## What needs to be done
From the line containing "the white door" through the last line of the data, return those lines exactly as written and nothing more.
————
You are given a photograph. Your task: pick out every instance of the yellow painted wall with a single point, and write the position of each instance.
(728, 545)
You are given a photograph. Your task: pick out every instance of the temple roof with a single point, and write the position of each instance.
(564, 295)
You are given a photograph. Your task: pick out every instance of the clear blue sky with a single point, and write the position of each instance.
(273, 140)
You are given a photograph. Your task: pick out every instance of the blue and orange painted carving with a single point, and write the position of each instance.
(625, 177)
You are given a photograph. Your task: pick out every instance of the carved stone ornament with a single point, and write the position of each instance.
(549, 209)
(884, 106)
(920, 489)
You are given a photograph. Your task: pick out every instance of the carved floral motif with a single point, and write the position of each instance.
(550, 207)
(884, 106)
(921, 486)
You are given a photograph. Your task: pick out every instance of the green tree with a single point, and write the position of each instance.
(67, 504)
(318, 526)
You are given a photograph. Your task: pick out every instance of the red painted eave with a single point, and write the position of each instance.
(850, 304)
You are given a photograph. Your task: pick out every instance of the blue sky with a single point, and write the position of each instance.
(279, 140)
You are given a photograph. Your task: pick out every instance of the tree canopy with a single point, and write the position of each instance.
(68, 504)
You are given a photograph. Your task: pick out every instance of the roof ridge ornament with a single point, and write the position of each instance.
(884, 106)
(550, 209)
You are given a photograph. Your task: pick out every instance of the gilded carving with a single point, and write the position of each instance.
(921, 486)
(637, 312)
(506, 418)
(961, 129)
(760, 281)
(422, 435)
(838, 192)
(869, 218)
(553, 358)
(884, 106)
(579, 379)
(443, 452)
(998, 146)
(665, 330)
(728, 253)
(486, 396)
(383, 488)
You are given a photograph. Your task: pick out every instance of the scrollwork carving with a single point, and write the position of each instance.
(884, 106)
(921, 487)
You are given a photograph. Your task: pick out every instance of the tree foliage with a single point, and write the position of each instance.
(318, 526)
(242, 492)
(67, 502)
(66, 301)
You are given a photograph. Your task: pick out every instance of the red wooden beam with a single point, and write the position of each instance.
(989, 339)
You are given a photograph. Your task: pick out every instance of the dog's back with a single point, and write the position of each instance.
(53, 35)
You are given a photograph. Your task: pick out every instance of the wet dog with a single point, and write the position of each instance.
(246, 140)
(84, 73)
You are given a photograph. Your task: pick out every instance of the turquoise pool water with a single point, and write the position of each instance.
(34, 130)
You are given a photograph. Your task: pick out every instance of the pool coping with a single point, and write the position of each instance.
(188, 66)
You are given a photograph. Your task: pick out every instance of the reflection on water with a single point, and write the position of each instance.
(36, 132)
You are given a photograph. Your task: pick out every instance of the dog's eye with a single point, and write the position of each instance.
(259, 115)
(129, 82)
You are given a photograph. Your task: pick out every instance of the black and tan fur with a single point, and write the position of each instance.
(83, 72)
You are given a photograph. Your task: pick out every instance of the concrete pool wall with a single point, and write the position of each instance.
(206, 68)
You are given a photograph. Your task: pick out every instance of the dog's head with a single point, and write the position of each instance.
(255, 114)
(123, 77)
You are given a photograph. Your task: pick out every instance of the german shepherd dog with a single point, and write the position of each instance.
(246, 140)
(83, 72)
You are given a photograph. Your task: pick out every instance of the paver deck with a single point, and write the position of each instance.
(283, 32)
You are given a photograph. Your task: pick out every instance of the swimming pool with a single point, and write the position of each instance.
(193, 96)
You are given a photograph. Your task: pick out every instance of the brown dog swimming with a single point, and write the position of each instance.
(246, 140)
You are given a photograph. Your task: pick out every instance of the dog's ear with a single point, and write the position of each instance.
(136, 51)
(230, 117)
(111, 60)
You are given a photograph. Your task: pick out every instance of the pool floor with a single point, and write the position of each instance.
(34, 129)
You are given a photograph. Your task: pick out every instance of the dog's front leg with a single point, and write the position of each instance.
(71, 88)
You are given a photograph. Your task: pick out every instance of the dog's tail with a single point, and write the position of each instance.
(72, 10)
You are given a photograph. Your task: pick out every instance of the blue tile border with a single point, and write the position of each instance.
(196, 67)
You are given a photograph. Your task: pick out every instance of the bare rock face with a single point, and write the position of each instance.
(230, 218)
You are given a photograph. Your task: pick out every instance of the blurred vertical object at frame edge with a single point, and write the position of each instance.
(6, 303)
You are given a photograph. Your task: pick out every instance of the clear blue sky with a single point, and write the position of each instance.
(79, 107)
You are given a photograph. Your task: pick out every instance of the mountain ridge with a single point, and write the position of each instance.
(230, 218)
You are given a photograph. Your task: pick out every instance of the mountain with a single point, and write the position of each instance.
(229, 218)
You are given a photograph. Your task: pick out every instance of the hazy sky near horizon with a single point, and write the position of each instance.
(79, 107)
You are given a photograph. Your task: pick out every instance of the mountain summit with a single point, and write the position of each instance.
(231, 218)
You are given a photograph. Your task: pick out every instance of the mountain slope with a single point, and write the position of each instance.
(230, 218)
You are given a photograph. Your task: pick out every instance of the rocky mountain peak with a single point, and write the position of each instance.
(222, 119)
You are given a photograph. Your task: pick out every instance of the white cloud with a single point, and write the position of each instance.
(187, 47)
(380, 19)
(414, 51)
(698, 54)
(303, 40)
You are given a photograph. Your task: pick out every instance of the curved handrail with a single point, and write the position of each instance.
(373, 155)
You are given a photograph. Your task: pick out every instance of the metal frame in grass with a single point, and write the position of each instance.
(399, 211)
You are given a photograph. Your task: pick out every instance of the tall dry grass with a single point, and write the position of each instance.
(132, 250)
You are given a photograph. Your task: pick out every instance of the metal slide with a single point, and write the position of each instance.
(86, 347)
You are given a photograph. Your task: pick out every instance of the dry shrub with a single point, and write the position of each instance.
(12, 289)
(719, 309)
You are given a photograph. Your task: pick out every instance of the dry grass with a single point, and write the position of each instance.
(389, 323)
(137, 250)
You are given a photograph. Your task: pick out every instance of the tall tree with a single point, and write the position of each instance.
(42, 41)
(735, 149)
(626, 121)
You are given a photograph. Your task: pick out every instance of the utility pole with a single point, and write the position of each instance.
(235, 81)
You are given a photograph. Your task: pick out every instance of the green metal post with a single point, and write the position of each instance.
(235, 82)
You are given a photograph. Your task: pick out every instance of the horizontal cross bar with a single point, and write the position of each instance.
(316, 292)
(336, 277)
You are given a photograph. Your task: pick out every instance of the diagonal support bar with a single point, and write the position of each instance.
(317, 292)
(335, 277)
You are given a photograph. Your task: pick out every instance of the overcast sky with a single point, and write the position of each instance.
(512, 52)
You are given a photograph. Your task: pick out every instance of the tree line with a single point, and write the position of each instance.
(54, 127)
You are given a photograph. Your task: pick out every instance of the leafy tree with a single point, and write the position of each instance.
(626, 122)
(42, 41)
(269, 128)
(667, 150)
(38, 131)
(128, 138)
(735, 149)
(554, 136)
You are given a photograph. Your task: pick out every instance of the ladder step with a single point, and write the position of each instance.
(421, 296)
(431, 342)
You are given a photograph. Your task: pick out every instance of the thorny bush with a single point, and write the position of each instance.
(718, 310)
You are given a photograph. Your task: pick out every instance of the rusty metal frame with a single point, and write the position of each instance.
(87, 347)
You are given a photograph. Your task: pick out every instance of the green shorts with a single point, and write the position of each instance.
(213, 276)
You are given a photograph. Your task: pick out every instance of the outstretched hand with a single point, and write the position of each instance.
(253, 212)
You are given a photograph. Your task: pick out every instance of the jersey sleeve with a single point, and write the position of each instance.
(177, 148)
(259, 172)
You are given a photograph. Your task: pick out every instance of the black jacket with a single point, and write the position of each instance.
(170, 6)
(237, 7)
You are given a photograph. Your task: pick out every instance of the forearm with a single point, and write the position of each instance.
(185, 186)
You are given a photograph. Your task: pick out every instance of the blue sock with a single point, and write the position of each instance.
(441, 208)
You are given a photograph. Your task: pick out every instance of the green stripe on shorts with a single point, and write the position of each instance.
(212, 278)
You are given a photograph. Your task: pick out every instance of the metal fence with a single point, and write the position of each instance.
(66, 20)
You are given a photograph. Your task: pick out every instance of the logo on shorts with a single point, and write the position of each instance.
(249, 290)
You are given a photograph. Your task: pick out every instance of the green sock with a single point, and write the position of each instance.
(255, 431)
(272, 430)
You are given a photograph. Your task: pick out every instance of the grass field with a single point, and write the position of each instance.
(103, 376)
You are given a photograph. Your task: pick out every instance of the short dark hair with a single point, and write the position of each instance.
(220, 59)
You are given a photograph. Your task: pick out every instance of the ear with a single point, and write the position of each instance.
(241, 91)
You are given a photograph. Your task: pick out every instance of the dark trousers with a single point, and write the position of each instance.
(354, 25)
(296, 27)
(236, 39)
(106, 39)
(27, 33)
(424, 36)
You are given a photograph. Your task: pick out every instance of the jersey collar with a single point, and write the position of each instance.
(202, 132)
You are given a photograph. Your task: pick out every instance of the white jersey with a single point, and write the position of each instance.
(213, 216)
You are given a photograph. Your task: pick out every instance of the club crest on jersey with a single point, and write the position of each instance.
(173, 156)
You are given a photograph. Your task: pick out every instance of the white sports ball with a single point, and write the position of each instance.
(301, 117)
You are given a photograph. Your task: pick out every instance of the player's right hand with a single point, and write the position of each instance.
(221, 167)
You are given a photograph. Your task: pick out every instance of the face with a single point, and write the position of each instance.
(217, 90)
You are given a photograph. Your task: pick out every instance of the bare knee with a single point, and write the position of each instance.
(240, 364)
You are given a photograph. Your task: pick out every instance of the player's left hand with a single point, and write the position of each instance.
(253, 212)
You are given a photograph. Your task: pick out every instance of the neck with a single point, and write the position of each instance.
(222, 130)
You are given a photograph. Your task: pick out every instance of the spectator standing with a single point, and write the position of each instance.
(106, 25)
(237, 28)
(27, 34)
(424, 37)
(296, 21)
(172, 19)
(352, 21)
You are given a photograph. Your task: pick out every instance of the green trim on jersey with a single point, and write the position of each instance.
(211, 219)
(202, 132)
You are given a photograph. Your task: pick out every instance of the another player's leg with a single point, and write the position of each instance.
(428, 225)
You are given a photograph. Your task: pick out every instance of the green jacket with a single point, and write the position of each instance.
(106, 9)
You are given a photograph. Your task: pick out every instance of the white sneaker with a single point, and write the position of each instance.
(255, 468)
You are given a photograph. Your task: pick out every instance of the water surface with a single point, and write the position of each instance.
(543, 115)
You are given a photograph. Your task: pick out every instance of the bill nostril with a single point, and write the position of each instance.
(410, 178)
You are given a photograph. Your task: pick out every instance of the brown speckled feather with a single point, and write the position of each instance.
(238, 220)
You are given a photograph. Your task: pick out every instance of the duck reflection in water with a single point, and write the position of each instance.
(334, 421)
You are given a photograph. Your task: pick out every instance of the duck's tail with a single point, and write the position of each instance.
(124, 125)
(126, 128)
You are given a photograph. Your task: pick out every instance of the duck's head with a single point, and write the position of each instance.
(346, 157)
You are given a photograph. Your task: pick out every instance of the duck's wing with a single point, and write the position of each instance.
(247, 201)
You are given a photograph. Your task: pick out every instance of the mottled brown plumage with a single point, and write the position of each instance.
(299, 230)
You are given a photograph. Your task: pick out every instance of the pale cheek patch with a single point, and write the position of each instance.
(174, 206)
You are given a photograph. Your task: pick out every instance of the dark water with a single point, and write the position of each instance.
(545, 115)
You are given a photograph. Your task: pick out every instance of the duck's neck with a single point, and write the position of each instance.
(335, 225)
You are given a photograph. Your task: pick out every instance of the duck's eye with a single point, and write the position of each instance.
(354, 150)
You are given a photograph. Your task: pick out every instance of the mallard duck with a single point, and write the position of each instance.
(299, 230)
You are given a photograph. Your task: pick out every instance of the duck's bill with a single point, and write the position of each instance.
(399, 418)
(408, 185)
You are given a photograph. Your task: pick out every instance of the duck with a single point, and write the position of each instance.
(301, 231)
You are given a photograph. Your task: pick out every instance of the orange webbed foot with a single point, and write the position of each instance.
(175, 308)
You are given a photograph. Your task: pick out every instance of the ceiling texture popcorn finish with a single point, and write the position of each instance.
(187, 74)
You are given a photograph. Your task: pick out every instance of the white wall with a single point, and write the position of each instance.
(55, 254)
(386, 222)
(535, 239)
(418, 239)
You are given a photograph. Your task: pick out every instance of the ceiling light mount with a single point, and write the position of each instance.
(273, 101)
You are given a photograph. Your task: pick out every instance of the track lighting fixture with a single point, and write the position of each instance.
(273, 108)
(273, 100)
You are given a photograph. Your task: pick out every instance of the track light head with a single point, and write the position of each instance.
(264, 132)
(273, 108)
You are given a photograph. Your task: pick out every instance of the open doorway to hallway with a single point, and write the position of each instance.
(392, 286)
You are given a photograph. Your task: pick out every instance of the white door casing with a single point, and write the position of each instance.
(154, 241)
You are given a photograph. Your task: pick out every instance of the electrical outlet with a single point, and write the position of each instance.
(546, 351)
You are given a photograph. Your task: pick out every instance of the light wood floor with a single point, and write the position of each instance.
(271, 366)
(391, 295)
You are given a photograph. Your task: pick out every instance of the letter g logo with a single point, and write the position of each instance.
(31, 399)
————
## Right answer
You are given a photograph. Your task: pick out every instance of the white door casing with a single point, and write the position of each instance.
(154, 241)
You are given a photograph. Your task: pick out every instance of the electrical outlet with a single point, and write the position of each instance.
(546, 351)
You are given a photograph. Your task: pick out every instance of the light wood floor with a single point, and write the position of each instance.
(271, 366)
(391, 295)
You are given a photograph. Your task: pick out every instance of the letter g logo with a single point, and write the position of each instance.
(31, 399)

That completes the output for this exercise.